::: Available records :::

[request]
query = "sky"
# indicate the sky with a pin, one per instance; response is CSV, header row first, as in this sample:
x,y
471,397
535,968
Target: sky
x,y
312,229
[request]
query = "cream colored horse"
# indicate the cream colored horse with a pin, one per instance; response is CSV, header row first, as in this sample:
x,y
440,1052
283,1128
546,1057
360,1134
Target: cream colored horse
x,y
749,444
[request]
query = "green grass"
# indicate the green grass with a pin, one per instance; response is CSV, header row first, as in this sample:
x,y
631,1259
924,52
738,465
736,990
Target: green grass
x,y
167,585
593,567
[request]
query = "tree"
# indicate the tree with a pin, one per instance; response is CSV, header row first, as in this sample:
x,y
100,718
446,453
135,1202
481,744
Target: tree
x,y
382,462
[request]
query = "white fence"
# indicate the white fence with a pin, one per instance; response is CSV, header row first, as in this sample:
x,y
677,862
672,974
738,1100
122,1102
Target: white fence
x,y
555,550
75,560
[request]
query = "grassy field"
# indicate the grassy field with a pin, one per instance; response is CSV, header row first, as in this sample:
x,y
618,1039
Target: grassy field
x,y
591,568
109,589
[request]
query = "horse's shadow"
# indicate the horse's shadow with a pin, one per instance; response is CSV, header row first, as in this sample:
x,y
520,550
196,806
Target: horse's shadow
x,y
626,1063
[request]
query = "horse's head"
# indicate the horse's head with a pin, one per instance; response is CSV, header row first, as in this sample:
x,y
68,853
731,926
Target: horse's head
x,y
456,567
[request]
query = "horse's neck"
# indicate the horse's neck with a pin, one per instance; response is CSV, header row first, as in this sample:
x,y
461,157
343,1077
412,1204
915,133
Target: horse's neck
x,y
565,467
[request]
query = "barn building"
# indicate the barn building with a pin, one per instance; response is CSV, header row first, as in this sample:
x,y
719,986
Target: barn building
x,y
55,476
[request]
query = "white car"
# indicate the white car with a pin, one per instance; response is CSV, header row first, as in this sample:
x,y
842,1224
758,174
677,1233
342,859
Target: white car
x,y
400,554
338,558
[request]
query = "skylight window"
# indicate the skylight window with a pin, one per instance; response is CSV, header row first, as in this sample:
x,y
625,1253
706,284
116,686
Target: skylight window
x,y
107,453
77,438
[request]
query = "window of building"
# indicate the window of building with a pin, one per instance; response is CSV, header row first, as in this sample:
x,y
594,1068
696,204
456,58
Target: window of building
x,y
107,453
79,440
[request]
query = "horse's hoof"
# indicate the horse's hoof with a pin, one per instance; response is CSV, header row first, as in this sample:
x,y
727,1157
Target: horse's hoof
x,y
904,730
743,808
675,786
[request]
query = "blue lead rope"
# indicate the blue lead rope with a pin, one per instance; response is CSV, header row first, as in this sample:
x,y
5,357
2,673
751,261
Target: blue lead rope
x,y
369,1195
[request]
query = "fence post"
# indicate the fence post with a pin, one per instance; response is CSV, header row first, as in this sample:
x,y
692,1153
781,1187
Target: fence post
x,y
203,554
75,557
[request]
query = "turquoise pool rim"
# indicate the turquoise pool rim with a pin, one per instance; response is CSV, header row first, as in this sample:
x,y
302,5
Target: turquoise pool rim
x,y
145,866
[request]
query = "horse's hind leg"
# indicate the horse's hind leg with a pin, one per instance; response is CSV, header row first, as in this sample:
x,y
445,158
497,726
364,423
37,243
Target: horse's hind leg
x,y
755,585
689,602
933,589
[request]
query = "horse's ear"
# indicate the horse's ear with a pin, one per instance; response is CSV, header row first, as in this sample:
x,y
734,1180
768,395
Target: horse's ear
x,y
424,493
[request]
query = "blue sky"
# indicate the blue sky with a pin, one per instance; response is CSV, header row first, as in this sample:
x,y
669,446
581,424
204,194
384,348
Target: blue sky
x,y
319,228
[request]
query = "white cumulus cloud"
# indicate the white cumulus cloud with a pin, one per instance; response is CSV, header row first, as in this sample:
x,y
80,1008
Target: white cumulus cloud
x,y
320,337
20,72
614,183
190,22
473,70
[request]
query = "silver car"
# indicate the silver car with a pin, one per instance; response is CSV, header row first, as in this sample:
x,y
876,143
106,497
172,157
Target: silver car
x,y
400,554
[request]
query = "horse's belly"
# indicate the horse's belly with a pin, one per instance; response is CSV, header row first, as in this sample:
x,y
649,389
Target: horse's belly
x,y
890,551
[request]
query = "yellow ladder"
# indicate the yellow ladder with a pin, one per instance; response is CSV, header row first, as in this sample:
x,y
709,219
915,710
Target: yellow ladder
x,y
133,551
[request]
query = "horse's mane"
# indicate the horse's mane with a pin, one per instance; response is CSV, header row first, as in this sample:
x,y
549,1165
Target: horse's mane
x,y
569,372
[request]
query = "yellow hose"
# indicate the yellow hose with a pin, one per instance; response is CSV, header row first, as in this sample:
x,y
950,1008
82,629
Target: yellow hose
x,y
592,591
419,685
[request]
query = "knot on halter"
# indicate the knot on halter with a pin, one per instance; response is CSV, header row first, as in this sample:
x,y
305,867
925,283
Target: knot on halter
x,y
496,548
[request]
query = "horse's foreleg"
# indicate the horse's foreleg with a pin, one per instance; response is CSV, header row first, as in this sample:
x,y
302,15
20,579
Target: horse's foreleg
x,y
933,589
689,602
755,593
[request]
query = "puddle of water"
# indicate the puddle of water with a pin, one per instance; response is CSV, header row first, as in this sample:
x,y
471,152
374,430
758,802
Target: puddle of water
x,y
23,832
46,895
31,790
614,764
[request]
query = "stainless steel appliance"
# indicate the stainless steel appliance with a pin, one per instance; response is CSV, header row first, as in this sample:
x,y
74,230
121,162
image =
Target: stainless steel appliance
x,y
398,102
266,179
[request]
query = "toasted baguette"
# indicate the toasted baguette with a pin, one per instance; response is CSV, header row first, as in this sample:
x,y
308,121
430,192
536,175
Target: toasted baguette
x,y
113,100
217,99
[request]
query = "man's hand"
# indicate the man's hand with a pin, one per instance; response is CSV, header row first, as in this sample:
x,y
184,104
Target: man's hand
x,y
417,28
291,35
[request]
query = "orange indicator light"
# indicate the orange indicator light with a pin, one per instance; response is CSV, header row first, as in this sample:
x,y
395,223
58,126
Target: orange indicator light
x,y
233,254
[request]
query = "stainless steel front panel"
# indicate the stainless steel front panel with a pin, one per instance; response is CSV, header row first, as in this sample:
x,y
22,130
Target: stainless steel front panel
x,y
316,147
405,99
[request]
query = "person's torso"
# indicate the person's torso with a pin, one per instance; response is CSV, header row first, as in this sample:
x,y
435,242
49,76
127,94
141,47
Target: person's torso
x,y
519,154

:::
::: Available records :::

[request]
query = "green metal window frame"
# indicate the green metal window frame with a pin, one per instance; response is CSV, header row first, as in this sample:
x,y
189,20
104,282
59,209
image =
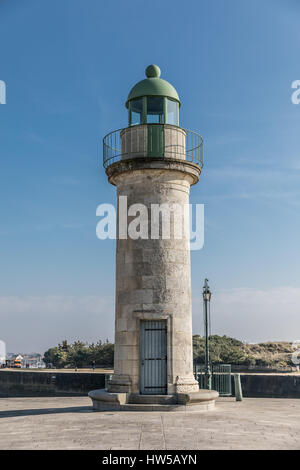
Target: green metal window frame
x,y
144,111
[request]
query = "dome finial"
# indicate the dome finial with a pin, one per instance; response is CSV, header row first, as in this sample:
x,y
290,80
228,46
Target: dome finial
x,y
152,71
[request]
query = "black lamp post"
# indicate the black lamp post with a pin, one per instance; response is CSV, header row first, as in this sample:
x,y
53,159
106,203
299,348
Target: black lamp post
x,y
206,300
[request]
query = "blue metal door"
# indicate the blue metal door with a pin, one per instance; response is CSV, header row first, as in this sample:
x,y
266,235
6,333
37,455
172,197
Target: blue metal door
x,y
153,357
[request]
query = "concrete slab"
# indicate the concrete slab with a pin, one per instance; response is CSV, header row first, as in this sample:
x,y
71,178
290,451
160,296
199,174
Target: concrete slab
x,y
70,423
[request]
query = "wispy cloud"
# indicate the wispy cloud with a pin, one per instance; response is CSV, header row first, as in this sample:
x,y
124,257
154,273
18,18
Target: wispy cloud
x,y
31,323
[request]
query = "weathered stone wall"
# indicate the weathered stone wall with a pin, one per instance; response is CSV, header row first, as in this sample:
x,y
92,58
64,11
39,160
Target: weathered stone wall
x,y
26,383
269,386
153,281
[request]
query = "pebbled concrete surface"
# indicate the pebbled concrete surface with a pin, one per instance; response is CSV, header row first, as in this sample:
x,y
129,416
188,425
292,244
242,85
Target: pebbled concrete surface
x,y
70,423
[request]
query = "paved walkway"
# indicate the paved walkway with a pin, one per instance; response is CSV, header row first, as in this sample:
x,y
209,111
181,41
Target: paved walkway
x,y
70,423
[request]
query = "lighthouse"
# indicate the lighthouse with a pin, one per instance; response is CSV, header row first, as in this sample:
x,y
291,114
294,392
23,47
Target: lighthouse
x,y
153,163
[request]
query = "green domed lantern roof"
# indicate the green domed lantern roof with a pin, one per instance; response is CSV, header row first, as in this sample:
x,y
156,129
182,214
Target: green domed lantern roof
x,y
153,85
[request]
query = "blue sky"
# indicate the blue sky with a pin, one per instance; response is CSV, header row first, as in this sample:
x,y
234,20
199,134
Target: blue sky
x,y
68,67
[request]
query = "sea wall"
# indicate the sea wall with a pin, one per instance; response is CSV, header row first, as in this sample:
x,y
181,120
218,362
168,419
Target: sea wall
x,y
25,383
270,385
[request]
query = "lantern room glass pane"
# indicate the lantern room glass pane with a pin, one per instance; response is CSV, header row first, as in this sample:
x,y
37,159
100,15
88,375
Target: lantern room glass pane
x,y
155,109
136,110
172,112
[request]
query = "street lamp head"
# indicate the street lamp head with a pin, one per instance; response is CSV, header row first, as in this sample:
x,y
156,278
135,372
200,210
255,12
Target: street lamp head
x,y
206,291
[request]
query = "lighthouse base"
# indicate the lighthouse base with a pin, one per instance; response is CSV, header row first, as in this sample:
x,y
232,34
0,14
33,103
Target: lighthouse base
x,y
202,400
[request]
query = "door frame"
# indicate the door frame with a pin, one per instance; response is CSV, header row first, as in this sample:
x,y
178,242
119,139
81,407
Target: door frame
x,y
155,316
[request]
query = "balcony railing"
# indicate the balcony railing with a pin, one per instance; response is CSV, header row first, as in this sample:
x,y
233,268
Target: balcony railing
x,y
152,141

:::
::: Available records :::

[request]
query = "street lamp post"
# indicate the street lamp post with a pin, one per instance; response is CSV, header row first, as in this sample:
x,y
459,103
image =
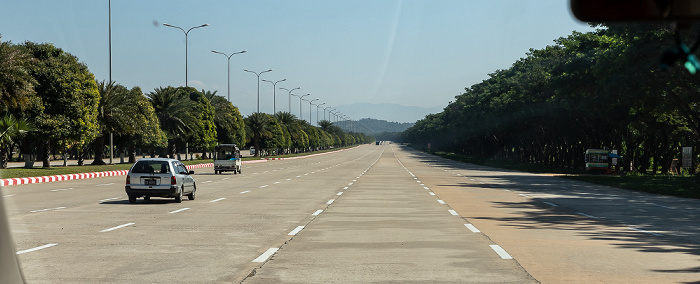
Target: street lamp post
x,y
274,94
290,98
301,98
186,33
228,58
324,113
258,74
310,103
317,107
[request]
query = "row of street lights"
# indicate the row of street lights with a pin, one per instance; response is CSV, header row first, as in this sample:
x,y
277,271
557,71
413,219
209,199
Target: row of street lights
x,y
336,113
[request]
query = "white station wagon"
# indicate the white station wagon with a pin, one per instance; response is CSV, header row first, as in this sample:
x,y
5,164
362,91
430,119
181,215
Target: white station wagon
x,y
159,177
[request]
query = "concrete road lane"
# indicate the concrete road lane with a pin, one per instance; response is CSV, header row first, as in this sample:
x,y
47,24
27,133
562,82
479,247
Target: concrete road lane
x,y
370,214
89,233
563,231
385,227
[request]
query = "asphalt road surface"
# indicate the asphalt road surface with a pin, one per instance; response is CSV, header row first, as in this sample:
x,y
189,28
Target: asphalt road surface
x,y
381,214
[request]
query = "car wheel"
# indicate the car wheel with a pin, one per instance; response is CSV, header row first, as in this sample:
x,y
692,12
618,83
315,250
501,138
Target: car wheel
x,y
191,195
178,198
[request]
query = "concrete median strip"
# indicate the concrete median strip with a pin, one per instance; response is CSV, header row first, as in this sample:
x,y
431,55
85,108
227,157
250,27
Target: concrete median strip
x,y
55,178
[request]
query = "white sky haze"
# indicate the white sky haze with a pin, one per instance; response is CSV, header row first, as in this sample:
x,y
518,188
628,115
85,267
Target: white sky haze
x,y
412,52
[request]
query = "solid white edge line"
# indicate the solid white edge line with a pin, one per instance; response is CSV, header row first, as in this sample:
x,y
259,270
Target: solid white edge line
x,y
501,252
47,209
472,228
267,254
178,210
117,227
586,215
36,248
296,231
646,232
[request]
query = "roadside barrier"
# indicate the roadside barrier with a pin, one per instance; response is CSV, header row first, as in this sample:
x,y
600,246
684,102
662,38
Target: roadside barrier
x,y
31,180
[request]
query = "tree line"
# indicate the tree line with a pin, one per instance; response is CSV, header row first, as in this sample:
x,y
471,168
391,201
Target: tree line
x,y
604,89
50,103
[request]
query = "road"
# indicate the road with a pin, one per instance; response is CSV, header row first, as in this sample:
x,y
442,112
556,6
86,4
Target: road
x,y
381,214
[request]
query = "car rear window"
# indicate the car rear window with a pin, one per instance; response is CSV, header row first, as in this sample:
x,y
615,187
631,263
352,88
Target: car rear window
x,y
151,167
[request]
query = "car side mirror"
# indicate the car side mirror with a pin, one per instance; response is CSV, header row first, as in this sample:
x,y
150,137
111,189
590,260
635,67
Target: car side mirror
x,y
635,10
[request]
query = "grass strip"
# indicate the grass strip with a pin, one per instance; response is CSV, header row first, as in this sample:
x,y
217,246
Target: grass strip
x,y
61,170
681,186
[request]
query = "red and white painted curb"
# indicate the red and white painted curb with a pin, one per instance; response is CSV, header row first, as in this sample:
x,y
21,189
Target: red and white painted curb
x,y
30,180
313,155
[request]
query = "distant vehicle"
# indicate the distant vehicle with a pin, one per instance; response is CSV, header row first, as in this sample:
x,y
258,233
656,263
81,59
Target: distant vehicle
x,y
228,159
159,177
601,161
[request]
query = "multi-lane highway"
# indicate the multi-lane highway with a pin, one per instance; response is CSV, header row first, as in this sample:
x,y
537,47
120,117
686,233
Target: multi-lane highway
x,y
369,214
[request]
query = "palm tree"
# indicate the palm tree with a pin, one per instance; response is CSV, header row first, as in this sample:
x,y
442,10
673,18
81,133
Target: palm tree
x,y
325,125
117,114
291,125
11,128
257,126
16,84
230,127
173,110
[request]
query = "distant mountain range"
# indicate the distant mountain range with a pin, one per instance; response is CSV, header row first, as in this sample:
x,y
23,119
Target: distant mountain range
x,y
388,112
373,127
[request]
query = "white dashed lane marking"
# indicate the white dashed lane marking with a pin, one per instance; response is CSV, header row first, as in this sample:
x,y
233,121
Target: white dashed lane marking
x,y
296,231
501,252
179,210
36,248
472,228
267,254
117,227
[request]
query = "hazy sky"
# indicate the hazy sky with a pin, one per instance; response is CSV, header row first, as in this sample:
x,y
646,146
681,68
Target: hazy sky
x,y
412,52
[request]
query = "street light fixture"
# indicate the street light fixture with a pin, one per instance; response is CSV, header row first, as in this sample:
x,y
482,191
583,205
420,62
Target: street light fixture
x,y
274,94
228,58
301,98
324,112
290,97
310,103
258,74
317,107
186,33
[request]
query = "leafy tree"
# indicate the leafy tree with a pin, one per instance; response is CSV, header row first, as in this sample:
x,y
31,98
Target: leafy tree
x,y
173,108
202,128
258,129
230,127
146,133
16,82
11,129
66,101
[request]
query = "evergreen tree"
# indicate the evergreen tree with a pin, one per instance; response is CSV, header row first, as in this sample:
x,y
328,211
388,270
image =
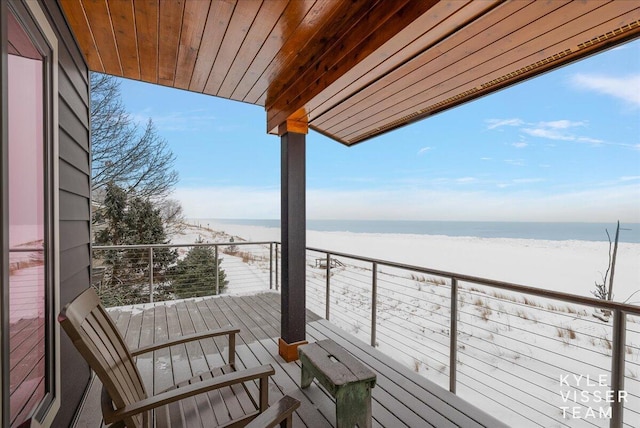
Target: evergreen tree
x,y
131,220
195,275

:::

- [What needs to be done]:
Extract every line of the data above that contains the string "steel".

- [Answer in full]:
query = "stainless steel appliance"
# indicate the stainless steel appliance with a pin, one per instance; response is CSV, header row first, as in this sample:
Target: stainless steel appliance
query = "stainless steel front panel"
# indicate the stainless steel front panel with a pin, one per instance; response is CSV, header row first, as in this sample:
Target: stainless steel front panel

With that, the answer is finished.